--- START OF Data entries ---

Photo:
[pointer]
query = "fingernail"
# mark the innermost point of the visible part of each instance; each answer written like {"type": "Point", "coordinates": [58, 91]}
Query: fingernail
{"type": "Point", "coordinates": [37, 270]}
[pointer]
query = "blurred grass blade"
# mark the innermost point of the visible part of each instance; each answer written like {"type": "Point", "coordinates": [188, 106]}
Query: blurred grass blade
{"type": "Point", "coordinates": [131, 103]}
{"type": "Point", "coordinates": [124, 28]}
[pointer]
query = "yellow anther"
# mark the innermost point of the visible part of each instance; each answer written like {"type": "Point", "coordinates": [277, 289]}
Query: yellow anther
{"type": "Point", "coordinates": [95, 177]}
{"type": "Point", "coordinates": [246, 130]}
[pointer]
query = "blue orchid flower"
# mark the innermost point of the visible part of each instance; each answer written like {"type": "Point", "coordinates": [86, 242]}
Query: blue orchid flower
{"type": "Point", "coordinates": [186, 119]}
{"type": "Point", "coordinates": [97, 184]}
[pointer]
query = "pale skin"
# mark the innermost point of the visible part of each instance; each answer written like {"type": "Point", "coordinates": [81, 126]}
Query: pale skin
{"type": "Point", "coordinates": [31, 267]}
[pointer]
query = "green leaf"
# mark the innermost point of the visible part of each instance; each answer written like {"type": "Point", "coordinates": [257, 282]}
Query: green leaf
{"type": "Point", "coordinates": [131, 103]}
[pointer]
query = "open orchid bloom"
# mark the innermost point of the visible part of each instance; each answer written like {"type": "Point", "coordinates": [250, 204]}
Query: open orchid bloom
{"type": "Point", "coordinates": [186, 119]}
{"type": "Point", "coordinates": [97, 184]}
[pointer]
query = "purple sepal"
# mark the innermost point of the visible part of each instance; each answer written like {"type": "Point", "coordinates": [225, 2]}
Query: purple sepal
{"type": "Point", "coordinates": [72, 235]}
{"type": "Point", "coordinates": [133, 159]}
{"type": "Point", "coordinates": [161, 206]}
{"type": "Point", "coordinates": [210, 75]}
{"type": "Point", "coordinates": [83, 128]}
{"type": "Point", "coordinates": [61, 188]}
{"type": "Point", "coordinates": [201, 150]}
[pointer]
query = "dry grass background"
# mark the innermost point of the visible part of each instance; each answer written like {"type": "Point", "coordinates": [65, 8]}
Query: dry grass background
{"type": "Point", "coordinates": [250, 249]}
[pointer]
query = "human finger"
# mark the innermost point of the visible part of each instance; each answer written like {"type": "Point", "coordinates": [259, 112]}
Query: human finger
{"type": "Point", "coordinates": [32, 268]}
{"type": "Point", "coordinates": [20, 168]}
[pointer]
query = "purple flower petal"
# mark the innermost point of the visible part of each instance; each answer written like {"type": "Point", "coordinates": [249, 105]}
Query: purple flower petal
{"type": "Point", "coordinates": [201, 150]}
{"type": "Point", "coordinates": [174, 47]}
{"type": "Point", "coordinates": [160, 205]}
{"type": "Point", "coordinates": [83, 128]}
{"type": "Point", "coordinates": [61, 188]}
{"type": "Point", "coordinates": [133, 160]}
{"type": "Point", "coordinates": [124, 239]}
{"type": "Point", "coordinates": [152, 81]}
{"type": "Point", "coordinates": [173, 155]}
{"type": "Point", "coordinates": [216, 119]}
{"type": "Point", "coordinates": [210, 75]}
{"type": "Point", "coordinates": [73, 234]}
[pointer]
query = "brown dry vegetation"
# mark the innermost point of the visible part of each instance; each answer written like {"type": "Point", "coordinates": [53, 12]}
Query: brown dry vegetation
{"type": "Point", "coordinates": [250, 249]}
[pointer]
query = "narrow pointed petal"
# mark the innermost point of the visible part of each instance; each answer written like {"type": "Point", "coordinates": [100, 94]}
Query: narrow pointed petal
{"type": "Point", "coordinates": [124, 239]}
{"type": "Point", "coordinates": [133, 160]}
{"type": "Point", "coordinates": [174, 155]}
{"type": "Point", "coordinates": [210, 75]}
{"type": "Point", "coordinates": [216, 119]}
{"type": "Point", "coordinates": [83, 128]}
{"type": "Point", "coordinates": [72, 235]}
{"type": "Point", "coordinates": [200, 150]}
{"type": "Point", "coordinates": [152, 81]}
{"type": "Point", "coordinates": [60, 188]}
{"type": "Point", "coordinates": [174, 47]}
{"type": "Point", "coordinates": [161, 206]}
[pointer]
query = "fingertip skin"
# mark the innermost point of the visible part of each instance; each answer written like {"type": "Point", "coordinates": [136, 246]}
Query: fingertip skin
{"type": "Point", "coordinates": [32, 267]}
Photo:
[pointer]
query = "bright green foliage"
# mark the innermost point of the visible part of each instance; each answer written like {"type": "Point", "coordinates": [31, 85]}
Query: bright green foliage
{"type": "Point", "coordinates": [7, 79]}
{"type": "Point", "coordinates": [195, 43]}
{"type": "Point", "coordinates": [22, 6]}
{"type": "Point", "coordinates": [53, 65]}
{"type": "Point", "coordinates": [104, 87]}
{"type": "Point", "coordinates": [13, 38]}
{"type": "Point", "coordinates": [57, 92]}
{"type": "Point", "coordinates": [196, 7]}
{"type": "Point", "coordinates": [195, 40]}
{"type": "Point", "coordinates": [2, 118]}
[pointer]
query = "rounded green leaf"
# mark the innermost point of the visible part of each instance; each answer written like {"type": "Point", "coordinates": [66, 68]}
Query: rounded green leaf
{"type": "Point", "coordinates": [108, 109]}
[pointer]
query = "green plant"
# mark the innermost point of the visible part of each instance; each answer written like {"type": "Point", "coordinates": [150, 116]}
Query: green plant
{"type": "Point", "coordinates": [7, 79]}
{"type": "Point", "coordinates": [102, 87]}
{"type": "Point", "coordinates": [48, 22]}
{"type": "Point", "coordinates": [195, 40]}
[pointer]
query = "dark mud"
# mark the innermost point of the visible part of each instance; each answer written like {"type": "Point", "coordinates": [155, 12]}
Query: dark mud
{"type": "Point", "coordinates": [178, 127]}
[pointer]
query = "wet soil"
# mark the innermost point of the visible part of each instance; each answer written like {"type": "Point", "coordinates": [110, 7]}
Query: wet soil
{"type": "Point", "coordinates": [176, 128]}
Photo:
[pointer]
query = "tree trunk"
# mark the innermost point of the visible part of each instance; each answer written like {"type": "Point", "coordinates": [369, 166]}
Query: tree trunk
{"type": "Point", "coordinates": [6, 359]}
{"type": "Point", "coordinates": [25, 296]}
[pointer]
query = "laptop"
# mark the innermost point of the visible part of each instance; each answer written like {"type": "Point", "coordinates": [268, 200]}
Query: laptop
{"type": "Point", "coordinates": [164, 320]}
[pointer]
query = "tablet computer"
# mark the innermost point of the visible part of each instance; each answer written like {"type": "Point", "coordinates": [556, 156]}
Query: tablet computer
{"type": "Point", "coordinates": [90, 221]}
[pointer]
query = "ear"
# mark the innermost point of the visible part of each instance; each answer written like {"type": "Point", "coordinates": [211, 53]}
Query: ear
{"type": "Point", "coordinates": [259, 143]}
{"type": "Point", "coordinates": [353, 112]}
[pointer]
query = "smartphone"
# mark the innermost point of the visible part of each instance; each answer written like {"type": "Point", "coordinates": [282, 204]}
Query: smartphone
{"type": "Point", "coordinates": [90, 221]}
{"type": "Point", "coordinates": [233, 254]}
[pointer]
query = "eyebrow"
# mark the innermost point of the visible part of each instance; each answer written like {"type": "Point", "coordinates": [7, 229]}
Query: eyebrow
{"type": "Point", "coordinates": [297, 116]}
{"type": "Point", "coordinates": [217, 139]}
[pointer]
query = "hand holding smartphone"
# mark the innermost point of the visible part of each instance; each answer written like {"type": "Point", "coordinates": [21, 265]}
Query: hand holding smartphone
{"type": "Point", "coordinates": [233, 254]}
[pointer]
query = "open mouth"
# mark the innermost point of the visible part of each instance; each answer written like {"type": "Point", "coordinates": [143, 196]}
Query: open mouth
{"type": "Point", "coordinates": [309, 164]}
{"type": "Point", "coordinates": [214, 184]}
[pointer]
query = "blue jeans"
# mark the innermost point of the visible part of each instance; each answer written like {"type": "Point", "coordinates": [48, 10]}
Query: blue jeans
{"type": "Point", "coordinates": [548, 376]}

--- END OF Data entries ---

_What to produce:_ Which lines in the listing above contain the string "fingertip"? Pull out each such line in full, and treat uppercase and lowercase letters as different.

_Written response:_
query = "fingertip skin"
Query: fingertip skin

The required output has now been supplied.